INSTRUCTION » Repeat word for word the passage on the growth of budo, starting at "The Growth Of" and ending at "bombing of Hiroshima.".
***** SOURCE PASSAGE
Monday, June 20, 2016

The Growth Of Budo

I was listening to NPR the other day on the way to work and they had an interview with Takagi Kikue, an 83 year old survivor of the bombing of Hiroshima.

Takagi San’s openness in sharing her experience with Americans, and her ability to grow beyond the nationalism she grew up in and to embrace the world without seeming bitter even after the horrors she lived through brought back memories of my first iaido teacher, Takada Shigeo Sensei. He was a grand gentleman when I met him. Tall for Japanese, particularly of his era, he was already in his seventies when I first met him.

He was leading an iaido demonstration at the Minakuchi Castle ruins, It was quite the display. I remember that Suda Sensei had borrowed a suit of armor and was wearing that for the demonstration. 20 or so people swinging swords and a guy in full armor before a castle turret and gate makes for quite a site. I wish I’d taken more pictures. I was there because I’d heard there would be an iai demonstration. I started looking for iaido after I got to know the swordsmith Nakagwa Taizoh because I wanted to be better able to appreciate the incredible swords I was always seeing and handling when I visited him.
**********
***** LISTED ENTRIES
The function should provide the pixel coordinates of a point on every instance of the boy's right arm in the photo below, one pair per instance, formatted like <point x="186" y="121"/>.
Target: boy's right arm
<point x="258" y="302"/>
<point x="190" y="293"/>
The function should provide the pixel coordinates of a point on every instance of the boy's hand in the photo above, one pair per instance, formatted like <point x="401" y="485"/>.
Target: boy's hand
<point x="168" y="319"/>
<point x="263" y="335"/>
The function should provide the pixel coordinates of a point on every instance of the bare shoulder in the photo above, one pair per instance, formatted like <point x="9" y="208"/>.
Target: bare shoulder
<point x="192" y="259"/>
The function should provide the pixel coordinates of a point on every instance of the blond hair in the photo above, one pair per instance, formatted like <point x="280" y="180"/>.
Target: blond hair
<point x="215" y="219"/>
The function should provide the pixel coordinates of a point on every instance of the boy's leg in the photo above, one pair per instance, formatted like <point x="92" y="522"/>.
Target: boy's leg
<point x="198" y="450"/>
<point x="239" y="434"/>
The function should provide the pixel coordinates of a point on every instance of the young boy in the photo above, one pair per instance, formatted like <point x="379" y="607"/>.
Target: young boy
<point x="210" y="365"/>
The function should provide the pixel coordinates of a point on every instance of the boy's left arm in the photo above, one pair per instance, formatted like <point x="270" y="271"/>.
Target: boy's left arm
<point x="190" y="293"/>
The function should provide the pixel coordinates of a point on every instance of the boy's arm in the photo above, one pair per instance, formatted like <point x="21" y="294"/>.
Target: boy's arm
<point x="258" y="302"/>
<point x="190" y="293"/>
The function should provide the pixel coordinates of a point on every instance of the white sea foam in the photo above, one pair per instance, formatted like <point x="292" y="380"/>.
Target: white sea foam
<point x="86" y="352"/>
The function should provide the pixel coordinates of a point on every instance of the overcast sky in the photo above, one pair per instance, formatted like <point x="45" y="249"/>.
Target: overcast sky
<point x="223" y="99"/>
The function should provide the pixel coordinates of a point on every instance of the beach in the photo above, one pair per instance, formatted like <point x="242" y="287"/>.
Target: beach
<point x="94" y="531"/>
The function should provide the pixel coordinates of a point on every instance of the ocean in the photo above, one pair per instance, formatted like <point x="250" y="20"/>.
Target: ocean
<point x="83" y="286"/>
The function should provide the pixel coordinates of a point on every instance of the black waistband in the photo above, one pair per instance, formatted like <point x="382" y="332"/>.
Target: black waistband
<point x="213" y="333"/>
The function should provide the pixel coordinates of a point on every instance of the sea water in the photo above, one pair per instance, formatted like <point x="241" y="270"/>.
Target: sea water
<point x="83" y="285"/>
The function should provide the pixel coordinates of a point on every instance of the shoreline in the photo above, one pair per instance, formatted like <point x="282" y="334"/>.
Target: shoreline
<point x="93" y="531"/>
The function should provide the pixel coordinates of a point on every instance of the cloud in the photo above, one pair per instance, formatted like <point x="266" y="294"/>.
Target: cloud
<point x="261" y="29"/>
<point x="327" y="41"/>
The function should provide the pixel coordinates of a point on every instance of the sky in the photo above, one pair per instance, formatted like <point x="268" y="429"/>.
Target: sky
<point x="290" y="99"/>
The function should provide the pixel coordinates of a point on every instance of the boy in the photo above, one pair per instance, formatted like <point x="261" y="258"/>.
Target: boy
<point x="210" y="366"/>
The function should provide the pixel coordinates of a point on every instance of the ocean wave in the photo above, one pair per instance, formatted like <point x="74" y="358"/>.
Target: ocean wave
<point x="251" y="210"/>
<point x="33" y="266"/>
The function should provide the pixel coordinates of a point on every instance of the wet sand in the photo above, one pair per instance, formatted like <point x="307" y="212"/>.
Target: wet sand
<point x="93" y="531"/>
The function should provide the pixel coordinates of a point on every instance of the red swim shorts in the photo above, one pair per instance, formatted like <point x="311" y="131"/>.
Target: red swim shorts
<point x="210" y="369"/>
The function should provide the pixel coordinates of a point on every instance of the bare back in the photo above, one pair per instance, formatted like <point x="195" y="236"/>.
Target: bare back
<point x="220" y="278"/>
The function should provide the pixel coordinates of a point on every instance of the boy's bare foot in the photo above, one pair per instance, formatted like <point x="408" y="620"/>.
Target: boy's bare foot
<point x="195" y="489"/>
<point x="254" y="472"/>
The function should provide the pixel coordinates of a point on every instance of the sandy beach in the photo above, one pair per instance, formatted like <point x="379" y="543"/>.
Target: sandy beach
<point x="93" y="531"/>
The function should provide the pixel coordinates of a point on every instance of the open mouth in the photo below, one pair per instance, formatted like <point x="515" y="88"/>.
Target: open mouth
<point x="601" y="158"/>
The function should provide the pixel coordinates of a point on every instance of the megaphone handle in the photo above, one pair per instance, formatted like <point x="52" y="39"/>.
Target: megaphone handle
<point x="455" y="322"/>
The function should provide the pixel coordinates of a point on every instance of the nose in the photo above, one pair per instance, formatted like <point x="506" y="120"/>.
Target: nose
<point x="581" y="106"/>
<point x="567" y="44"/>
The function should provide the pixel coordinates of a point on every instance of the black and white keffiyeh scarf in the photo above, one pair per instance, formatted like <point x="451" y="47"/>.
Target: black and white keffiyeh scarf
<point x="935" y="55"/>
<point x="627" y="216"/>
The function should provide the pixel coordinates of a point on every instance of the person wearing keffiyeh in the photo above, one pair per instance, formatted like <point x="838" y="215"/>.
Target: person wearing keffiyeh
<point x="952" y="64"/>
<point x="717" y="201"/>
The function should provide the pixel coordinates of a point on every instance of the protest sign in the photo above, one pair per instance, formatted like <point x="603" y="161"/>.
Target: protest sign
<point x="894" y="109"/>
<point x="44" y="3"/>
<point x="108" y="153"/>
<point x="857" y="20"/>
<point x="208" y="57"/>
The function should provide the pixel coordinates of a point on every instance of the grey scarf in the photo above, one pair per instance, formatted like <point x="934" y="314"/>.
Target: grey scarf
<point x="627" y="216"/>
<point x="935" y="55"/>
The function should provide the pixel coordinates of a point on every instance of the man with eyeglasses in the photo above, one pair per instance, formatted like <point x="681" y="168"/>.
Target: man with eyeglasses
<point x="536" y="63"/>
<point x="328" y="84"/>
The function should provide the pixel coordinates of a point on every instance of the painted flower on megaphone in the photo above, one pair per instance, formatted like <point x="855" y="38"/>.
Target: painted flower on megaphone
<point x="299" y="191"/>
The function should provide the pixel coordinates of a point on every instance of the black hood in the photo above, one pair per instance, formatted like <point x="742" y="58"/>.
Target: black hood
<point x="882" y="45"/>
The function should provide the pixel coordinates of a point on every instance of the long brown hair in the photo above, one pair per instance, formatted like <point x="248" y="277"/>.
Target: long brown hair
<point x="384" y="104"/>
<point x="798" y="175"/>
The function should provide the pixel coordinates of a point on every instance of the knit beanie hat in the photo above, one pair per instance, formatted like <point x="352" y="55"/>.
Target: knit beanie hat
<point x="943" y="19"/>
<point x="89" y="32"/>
**********
OUTPUT OF THE TASK »
The Growth Of Budo

I was listening to NPR the other day on the way to work and they had an interview with Takagi Kikue, an 83 year old survivor of the bombing of Hiroshima.